▸ What is asked
Write out the records again, putting "grave marker" wherever "gravestone" appears and keeping everything else the same.

— Begin Data lines —

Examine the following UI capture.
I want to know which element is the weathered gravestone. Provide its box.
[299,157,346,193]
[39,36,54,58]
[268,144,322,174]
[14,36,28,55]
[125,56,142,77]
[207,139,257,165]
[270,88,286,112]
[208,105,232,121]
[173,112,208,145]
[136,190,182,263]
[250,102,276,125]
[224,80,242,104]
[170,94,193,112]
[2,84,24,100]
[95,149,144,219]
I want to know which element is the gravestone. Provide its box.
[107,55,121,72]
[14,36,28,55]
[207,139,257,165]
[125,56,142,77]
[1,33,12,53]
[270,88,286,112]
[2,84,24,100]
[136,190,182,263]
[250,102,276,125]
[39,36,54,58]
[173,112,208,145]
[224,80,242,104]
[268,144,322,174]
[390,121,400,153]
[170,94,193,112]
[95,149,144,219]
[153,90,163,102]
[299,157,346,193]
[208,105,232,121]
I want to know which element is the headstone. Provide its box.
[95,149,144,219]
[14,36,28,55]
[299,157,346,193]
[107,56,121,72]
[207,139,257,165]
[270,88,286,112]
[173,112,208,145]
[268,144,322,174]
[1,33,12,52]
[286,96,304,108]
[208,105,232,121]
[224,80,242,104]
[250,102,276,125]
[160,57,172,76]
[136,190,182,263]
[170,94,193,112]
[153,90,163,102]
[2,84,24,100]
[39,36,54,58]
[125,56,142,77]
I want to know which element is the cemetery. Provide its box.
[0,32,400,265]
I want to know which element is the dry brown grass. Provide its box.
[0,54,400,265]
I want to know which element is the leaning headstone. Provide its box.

— End Data lines —

▸ Complete answer
Examine the following UI capture.
I want to know which element is the weathered grave marker. Provide its box.
[299,157,346,193]
[39,36,54,58]
[268,144,322,174]
[14,36,28,55]
[125,56,142,77]
[207,139,257,165]
[270,88,286,112]
[208,105,232,121]
[173,112,208,145]
[136,190,182,263]
[250,102,276,125]
[224,80,242,104]
[170,94,193,112]
[2,84,24,100]
[95,149,144,219]
I want to know which element is the grave marker. Provide its box.
[107,55,121,72]
[14,36,28,55]
[207,139,257,165]
[125,56,142,77]
[1,33,12,53]
[270,88,286,112]
[2,84,24,100]
[136,190,182,263]
[250,102,276,125]
[39,36,54,58]
[173,112,208,145]
[224,80,242,104]
[268,144,322,174]
[390,121,400,153]
[170,94,193,112]
[95,149,144,219]
[153,90,163,102]
[299,157,346,193]
[208,105,232,121]
I want to know which element is the headstone. Provide its box.
[95,149,144,219]
[14,36,28,55]
[299,157,346,193]
[107,56,121,72]
[207,139,257,165]
[270,88,286,112]
[173,112,208,145]
[268,144,322,174]
[1,33,12,52]
[286,96,304,108]
[208,105,232,121]
[224,80,242,104]
[250,102,276,125]
[160,57,172,76]
[136,190,182,263]
[170,94,193,112]
[153,90,163,102]
[2,84,24,100]
[39,36,54,58]
[125,56,142,77]
I want to know which element is the cemetery. Provide its box.
[0,32,400,265]
I want to know which element is the dry brown grass. Provide its box.
[0,54,400,265]
I want to know which element is the leaning headstone. Provide its box.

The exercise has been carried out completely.